** Start of Exercise data **

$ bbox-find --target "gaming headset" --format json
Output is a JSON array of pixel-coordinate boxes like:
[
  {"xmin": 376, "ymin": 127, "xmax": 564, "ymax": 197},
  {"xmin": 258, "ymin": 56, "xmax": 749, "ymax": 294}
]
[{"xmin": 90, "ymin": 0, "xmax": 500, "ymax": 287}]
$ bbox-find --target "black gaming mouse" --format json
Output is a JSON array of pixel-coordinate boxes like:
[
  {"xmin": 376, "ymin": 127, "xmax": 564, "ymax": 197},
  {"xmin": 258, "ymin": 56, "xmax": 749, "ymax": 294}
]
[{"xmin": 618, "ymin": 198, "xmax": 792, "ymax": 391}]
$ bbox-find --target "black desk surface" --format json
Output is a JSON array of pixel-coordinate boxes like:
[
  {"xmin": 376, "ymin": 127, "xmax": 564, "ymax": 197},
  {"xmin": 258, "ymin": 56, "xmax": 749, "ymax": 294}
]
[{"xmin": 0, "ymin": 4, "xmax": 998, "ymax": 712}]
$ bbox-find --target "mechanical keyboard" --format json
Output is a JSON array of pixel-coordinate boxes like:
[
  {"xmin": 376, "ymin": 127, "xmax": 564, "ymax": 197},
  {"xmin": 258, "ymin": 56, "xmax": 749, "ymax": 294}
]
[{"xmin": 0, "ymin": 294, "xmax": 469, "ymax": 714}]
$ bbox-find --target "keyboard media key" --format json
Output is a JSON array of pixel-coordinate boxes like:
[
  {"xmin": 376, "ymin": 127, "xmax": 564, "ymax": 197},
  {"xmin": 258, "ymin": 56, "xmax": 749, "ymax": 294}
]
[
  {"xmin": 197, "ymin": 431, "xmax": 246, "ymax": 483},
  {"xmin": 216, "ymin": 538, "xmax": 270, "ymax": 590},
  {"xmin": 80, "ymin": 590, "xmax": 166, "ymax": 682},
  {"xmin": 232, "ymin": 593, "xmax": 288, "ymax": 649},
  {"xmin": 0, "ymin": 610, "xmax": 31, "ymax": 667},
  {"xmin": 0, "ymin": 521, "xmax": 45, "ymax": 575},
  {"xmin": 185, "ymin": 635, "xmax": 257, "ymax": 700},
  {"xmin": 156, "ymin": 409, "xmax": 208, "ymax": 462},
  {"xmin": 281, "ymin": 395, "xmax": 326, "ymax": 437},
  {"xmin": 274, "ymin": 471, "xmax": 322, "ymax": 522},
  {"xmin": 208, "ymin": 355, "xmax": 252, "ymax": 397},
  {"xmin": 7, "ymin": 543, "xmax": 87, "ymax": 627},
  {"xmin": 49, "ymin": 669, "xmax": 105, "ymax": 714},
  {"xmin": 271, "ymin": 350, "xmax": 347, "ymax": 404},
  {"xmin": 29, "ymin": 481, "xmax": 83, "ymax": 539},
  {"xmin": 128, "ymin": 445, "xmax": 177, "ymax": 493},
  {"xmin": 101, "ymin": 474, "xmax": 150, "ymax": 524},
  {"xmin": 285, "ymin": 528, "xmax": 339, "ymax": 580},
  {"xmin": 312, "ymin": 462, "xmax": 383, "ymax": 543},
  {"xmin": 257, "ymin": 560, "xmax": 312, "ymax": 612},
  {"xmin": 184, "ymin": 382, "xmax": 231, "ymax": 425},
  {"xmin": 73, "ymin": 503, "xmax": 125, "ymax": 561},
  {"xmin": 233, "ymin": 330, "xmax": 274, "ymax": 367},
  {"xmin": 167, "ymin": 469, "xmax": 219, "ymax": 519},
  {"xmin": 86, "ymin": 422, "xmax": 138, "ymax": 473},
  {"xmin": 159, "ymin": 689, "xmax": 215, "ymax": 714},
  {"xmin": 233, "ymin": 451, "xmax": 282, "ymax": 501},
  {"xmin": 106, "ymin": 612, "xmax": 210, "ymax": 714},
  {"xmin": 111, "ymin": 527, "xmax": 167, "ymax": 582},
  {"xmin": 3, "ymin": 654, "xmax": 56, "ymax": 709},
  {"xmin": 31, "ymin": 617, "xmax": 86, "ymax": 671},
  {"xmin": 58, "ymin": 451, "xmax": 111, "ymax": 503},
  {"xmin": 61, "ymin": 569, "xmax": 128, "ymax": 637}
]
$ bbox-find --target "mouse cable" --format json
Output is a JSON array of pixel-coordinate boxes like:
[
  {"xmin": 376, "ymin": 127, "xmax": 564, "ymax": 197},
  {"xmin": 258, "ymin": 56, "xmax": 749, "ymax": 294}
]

** End of Exercise data **

* _What is required_:
Nothing may be left out: return each entry exactly as it reads.

* _In response_:
$ bbox-find --target "gaming headset" --format json
Output is a JSON array of pixel-coordinate boxes like:
[
  {"xmin": 376, "ymin": 127, "xmax": 564, "ymax": 197},
  {"xmin": 258, "ymin": 56, "xmax": 749, "ymax": 294}
]
[{"xmin": 90, "ymin": 0, "xmax": 500, "ymax": 287}]
$ bbox-find --target "black gaming mouse" --format json
Output is a JSON array of pixel-coordinate boxes like:
[
  {"xmin": 376, "ymin": 127, "xmax": 564, "ymax": 197},
  {"xmin": 258, "ymin": 56, "xmax": 749, "ymax": 294}
]
[{"xmin": 618, "ymin": 198, "xmax": 792, "ymax": 391}]
$ bbox-find --target "black desk surface" --format json
Output is a JSON array of pixel-coordinate boxes like:
[
  {"xmin": 376, "ymin": 127, "xmax": 564, "ymax": 197},
  {"xmin": 258, "ymin": 56, "xmax": 749, "ymax": 294}
]
[{"xmin": 0, "ymin": 4, "xmax": 998, "ymax": 712}]
$ bbox-find --target "mechanical keyboard" --format json
Output is a JSON array of pixel-coordinate boxes like:
[
  {"xmin": 376, "ymin": 127, "xmax": 564, "ymax": 197},
  {"xmin": 258, "ymin": 56, "xmax": 749, "ymax": 294}
]
[{"xmin": 0, "ymin": 294, "xmax": 469, "ymax": 714}]
$ bbox-find --target "keyboard media key" --format json
Output is a JSON array of pixel-coordinate boxes like:
[
  {"xmin": 376, "ymin": 127, "xmax": 564, "ymax": 197},
  {"xmin": 258, "ymin": 56, "xmax": 749, "ymax": 294}
]
[
  {"xmin": 197, "ymin": 431, "xmax": 246, "ymax": 483},
  {"xmin": 216, "ymin": 538, "xmax": 270, "ymax": 590},
  {"xmin": 80, "ymin": 590, "xmax": 166, "ymax": 682},
  {"xmin": 232, "ymin": 593, "xmax": 288, "ymax": 649},
  {"xmin": 0, "ymin": 610, "xmax": 31, "ymax": 667},
  {"xmin": 0, "ymin": 521, "xmax": 45, "ymax": 575},
  {"xmin": 185, "ymin": 635, "xmax": 257, "ymax": 700},
  {"xmin": 156, "ymin": 409, "xmax": 208, "ymax": 462},
  {"xmin": 281, "ymin": 395, "xmax": 326, "ymax": 437},
  {"xmin": 274, "ymin": 471, "xmax": 322, "ymax": 522},
  {"xmin": 208, "ymin": 355, "xmax": 252, "ymax": 397},
  {"xmin": 7, "ymin": 543, "xmax": 87, "ymax": 627},
  {"xmin": 49, "ymin": 669, "xmax": 105, "ymax": 714},
  {"xmin": 271, "ymin": 350, "xmax": 347, "ymax": 404},
  {"xmin": 29, "ymin": 481, "xmax": 83, "ymax": 539},
  {"xmin": 128, "ymin": 445, "xmax": 177, "ymax": 493},
  {"xmin": 101, "ymin": 474, "xmax": 150, "ymax": 524},
  {"xmin": 285, "ymin": 528, "xmax": 339, "ymax": 580},
  {"xmin": 312, "ymin": 462, "xmax": 383, "ymax": 543},
  {"xmin": 257, "ymin": 560, "xmax": 312, "ymax": 612},
  {"xmin": 184, "ymin": 382, "xmax": 231, "ymax": 425},
  {"xmin": 73, "ymin": 503, "xmax": 125, "ymax": 561},
  {"xmin": 233, "ymin": 330, "xmax": 274, "ymax": 367},
  {"xmin": 167, "ymin": 469, "xmax": 219, "ymax": 519},
  {"xmin": 86, "ymin": 422, "xmax": 138, "ymax": 473},
  {"xmin": 159, "ymin": 689, "xmax": 215, "ymax": 714},
  {"xmin": 233, "ymin": 451, "xmax": 282, "ymax": 501},
  {"xmin": 106, "ymin": 612, "xmax": 210, "ymax": 714},
  {"xmin": 111, "ymin": 527, "xmax": 167, "ymax": 582},
  {"xmin": 3, "ymin": 654, "xmax": 56, "ymax": 709},
  {"xmin": 31, "ymin": 617, "xmax": 86, "ymax": 671},
  {"xmin": 58, "ymin": 451, "xmax": 111, "ymax": 503},
  {"xmin": 61, "ymin": 569, "xmax": 128, "ymax": 637}
]
$ bbox-find --target "mouse cable" --format json
Output is a JSON array of pixel-coordinate boxes like:
[
  {"xmin": 376, "ymin": 127, "xmax": 564, "ymax": 197},
  {"xmin": 258, "ymin": 56, "xmax": 749, "ymax": 294}
]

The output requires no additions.